### Provided data
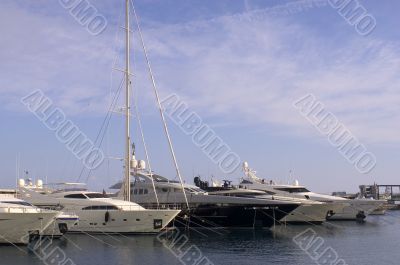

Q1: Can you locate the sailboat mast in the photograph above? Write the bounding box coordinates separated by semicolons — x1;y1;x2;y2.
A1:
124;0;131;201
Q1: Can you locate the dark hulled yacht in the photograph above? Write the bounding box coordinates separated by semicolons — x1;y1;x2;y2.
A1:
111;172;300;228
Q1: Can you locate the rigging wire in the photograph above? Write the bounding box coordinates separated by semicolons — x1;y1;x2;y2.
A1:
130;0;190;209
85;79;124;183
133;46;160;207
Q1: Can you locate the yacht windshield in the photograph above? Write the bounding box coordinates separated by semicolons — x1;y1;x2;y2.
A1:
1;201;32;206
275;187;310;193
85;193;108;199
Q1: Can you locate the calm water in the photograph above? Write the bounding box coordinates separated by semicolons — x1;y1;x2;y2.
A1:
0;212;400;265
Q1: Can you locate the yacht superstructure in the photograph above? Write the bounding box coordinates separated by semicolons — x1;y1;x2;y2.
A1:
194;177;344;224
240;162;385;220
20;183;180;233
111;172;299;228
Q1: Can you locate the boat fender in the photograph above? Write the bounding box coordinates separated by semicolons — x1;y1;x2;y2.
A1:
104;211;110;223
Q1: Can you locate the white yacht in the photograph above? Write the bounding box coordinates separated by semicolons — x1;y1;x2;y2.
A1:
0;196;59;244
20;180;180;233
240;162;385;220
0;187;79;238
194;177;344;224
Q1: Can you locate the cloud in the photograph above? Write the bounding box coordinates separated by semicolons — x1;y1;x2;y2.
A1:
0;0;400;143
137;4;400;143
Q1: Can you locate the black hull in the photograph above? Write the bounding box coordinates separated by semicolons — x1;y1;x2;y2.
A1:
171;204;298;228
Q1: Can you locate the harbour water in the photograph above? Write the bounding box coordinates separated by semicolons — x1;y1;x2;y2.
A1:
0;211;400;265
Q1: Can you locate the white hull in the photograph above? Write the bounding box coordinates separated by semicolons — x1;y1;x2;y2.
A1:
70;210;180;233
329;199;384;220
42;214;79;237
0;212;57;244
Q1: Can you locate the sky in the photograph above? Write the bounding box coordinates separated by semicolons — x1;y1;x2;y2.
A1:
0;0;400;193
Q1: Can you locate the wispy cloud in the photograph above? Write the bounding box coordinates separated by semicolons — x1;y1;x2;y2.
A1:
0;0;400;143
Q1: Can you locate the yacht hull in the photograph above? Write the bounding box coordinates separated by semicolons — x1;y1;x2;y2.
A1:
329;199;384;220
0;212;57;244
42;214;79;238
69;210;180;234
173;204;298;228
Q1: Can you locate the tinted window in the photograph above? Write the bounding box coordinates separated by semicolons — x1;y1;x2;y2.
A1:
275;188;309;193
64;193;87;199
82;205;118;211
86;193;108;199
1;201;32;206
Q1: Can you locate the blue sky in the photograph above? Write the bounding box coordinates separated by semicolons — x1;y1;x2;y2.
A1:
0;0;400;192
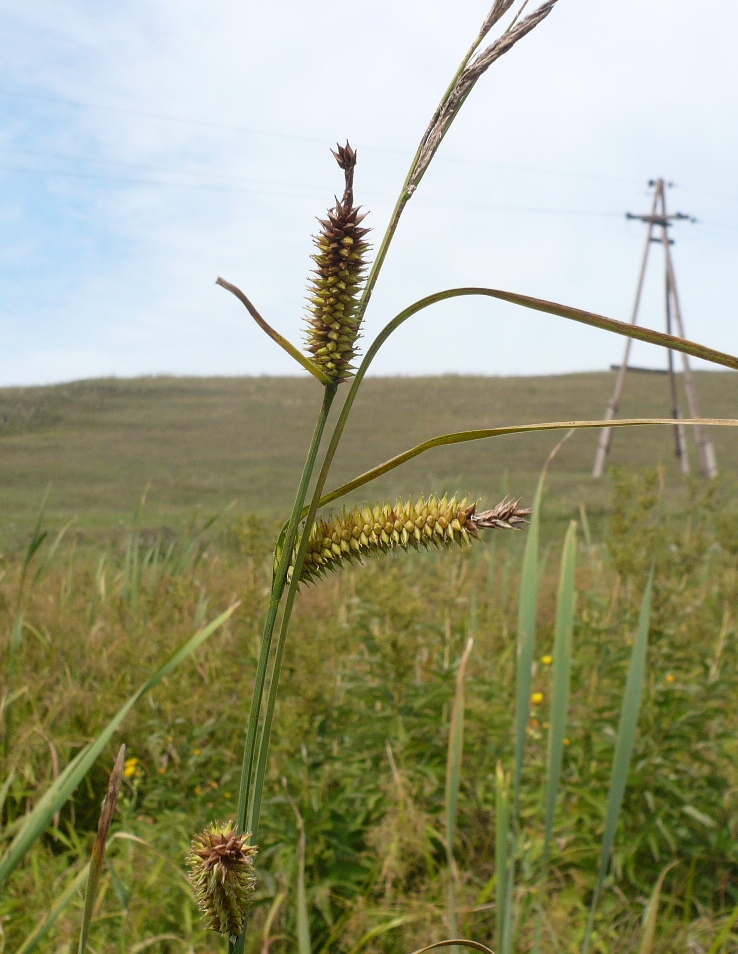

### Written request
Rewrite every row with "photograph" replaced by "image" and everything else unchanged. Leave out the pictures.

### Exercise response
Q1: Can you locate the sailboat mast in the image above? Write the bounding box coordinates separated by semicolons — x1;y1;x2;y2.
A1:
124;0;131;201
Q1: Can you locate the dark hulled yacht in the image above? Write the bounding box coordinates separated by semicolons — x1;y1;x2;y2.
A1:
111;172;300;228
Q1: Can you locate the rigging wire in the image above? Write the bounding box coordinates separated by semicolons — x1;y1;x2;y2.
A1:
130;0;190;209
85;79;124;183
133;46;160;207
Q1: Can you locate the yacht windshield in the image above? Write the bounding box coordinates separated by semicolons — x1;y1;x2;y2.
A1:
1;201;32;206
275;187;310;193
85;193;108;199
Q1: Can you locate the calm water in the image above? Write the bounding box coordinates separated by semicolons — x1;y1;x2;y2.
A1:
0;212;400;265
Q1: Can you locate the yacht superstructure in the image above? Write the bounding box coordinates separated by semicolons — x1;y1;x2;y2.
A1:
194;177;344;224
240;162;385;220
20;183;180;233
111;172;299;228
Q1: Can you locate the boat fender in the image above? Write the bounding box coordinates separated by semicolons — x1;y1;x2;y2.
A1:
104;211;110;223
Q1: Can you locate the white yacht in the image above? Write the bounding box coordinates separated by semicolons — x1;y1;x2;y2.
A1:
0;196;59;244
20;180;180;233
240;162;385;220
0;187;79;238
194;177;344;224
Q1: Can you locate the cloud in the image above? Write the bounding box coordinates separated by semicolons — x1;y1;x2;y2.
A1:
0;0;400;143
137;4;400;143
Q1: Can you locate the black hull in the image above? Write the bounding box coordinates separated by semicolons — x1;y1;x2;y2.
A1:
171;204;298;228
Q1: Can you locate the harbour water in the image above? Write the bounding box coordinates separated by semicolons — x1;y1;x2;y2.
A1:
0;211;400;265
Q1: Can you locate the white hull in the image above? Write the bounding box coordinates separated by semicolons — x1;y1;x2;y2.
A1:
70;210;180;233
329;199;384;220
42;214;79;237
0;212;57;244
Q1: Can you locate the sky in the image above? Write the bounding box coordinates separated by semicolons — x1;y1;x2;y2.
A1:
0;0;400;193
Q1: Can you locate the wispy cloud in the image above? Write the bounding box coordinates separated by semicolons — x1;y1;x2;y2.
A1:
0;0;400;143
Q1: Can you locate the yacht hull in the image above? Write the bounding box coordinates separated by semicolons — x1;y1;x2;y2.
A1:
329;199;384;220
0;212;57;244
42;214;79;238
69;210;180;234
173;204;298;228
Q1: Can you locate the tinted window in the image above? Write the bounding box coordinates separated by semicolons — x1;y1;x2;y2.
A1:
275;188;309;193
64;193;87;199
82;205;118;211
86;193;108;199
1;201;32;206
Q1: Can you locate the blue sky in the image above? Write the bounding box coordinates separated by semicolons — x1;y1;x2;y2.
A1:
0;0;400;192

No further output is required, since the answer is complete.